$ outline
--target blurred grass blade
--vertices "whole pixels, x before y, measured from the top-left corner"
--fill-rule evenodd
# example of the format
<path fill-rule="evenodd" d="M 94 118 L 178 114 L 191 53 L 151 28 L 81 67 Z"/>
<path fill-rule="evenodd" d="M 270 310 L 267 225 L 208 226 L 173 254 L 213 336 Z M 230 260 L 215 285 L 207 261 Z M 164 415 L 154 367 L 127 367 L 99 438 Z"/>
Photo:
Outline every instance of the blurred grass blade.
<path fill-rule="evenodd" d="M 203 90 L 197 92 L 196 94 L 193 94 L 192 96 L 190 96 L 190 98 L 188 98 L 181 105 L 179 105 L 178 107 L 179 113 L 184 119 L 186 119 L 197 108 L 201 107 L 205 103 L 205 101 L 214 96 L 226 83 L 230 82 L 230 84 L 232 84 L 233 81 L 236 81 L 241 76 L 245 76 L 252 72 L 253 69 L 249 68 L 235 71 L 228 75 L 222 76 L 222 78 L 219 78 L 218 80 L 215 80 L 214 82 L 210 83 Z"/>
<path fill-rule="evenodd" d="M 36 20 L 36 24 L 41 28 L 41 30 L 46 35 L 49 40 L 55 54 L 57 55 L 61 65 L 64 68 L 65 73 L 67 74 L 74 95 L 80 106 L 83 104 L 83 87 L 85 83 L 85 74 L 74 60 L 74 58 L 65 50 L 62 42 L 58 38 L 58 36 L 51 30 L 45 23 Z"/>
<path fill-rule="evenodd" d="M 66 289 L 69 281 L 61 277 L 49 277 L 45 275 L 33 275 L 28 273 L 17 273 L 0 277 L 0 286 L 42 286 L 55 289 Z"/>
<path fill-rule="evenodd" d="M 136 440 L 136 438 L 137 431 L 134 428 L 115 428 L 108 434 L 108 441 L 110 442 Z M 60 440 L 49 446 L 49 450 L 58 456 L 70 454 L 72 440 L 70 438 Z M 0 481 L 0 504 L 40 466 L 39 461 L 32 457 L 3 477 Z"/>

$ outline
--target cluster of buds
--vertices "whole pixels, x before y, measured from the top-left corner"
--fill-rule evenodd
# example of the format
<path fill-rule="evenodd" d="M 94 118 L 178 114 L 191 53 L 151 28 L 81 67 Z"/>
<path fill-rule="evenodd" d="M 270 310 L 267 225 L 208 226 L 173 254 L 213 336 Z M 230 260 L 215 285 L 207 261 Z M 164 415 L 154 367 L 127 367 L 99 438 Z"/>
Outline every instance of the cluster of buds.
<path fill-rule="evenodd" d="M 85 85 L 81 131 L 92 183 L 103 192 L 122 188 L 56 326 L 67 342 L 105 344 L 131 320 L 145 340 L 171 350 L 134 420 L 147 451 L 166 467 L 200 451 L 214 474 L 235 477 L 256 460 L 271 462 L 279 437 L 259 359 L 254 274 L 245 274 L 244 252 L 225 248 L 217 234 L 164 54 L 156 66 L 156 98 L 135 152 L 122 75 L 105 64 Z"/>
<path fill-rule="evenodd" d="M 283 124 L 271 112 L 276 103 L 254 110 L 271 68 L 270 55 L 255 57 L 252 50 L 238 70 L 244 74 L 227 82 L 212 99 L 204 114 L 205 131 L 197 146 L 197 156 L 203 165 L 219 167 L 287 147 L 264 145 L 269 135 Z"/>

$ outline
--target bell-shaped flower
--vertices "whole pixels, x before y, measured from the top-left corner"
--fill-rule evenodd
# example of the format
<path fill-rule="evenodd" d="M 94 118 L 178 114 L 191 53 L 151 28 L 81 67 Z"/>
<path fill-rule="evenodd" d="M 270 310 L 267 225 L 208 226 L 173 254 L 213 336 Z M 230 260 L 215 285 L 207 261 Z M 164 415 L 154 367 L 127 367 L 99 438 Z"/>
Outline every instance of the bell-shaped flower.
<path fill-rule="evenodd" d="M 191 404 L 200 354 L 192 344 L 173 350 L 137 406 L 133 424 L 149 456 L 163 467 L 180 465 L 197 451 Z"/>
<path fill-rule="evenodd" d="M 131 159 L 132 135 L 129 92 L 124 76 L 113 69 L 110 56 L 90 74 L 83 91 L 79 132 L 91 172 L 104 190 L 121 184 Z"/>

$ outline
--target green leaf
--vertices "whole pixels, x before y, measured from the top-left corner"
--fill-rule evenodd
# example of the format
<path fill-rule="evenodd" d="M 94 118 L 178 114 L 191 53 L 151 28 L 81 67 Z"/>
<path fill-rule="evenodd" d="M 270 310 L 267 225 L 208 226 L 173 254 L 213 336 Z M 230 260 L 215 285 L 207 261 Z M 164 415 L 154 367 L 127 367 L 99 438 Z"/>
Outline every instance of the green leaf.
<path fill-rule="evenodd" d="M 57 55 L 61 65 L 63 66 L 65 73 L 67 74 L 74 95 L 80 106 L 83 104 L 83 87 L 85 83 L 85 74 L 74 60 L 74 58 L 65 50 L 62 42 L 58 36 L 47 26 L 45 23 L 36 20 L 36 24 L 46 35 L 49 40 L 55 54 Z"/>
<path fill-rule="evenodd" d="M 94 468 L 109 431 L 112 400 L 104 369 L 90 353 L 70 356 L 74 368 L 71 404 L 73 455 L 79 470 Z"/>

§ **Work instruction**
Copy exactly, word for word, the line with "--target green leaf" through the final line of the listing.

§ **Result for this task**
--target green leaf
--vertices "whole pixels, x before y, measured from the top-left corner"
--fill-rule evenodd
# example of the format
<path fill-rule="evenodd" d="M 94 118 L 178 114 L 191 53 L 151 28 L 81 67 Z"/>
<path fill-rule="evenodd" d="M 270 310 L 267 225 L 208 226 L 173 254 L 213 336 Z M 230 260 L 215 285 L 207 261 Z M 164 415 L 154 367 L 127 367 L 99 438 Z"/>
Outline every instance of the green leaf.
<path fill-rule="evenodd" d="M 57 55 L 61 65 L 63 66 L 65 73 L 67 74 L 74 95 L 80 106 L 83 104 L 83 87 L 85 83 L 85 74 L 74 60 L 74 58 L 65 50 L 62 42 L 58 36 L 47 26 L 45 23 L 36 20 L 36 24 L 46 35 L 49 40 L 55 54 Z"/>
<path fill-rule="evenodd" d="M 94 468 L 109 431 L 112 400 L 104 369 L 90 353 L 70 356 L 74 368 L 71 404 L 73 455 L 79 470 Z"/>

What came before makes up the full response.